[ФРАГМЕНТ ТЕКСТА]
********************

Нежаркое солнце падает мне на макушку, прыгает зайчиками, отражаясь от стекол машин и автобусов, вырывает из витрин пятнышки всякой витринной роскоши. Я (я!) сижу на Бульварах («J’aime flâner sur les Grands Boulevards…» — звучит в голове песенка Монтана), я снова в мире мечтаний. Это, кажется, где-то на бульваре Капуцинок, почти напротив зала «Олимпия», сейчас и вспомнить невозможно.
Хозяин времени и себе, я живу иначе и вижу иное, чем семь лет назад в поездке 1965-го. На одноногом чугунном столике с круглой мраморной крышкой (guéridon) — непривычно густой кофе в маленькой, тяжелого фаянса с благородной неяркой росписью чашке, красиво упакованные в изящные фантики кусочки сахара (тогда туристы привозили вместо сувениров такие обертки или бумажные салфетки), на блюдце странно большая ложка (во французских кафе маленькие кофейные почему-то не заведены). Стараюсь пить кофе с небрежной неторопливостью бывалого парижанина, но дрожу от возбуждения и самодовольства: «Я, я — пью кофе на Бульварах!» — пробую одновременно с парижской же задумчивостью писать домой письмо на голубоватой, странно тонкой (для легкости писем) почтовой бумаге — какое там! Глотаю свою порцию с торопливостью посетителя советского общепита: бежать, бежать! Между моим живым восторгом и реальностью — стена толстого, затуманенного возбуждением стекла, я под водой, во сне, не прикоснуться мне спокойно и неспешно к Парижу, которого тридцать лет я ждал и хотел.
Парижское кафе. 1970
Потом бар «Колибри» напротив церкви Мадлен.

********************

[ИСХОДНЫЕ ДАННЫЕ]
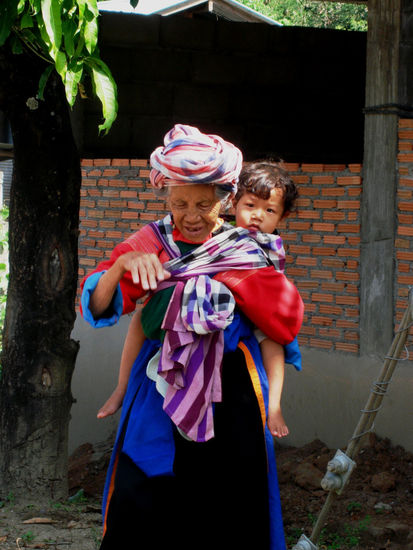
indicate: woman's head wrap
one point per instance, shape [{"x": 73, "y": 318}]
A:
[{"x": 190, "y": 157}]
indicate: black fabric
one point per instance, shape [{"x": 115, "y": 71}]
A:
[{"x": 218, "y": 498}]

********************

[ЧТО НУЖНО СДЕЛАТЬ]
a) Перечислите все парижские места, которые названы в русском тексте фрагмента о Париже.
b) Продолжите фрагмент о Париже после его последнего предложения.

[ОТВЕТЫ]
a)
- Бульвары
- бульвар Капуцинок
- зал «Олимпия»
- бар «Колибри»
- церковь Мадлен

b)
И первый в жизни «заграничный» сандвич, о которых прежде только читал. Назывался «сен-мартен», как французы говорят, «composé» или «mixte» — сложный, с ветчиной и сыром, хрустящим снаружи и пушистым внутри божественным багетом!.. Там, глядя сквозь стекло на гигантские колонны Мадлен и вспоминая венчавшегося здесь «Милого друга» — Жоржа Дюруа, вздрогнул, впервые услышав наяву сто раз читанное и у Мопассана, и у Сименона: «Garçon, deux demis! (Гарсон, две кружки пива!)»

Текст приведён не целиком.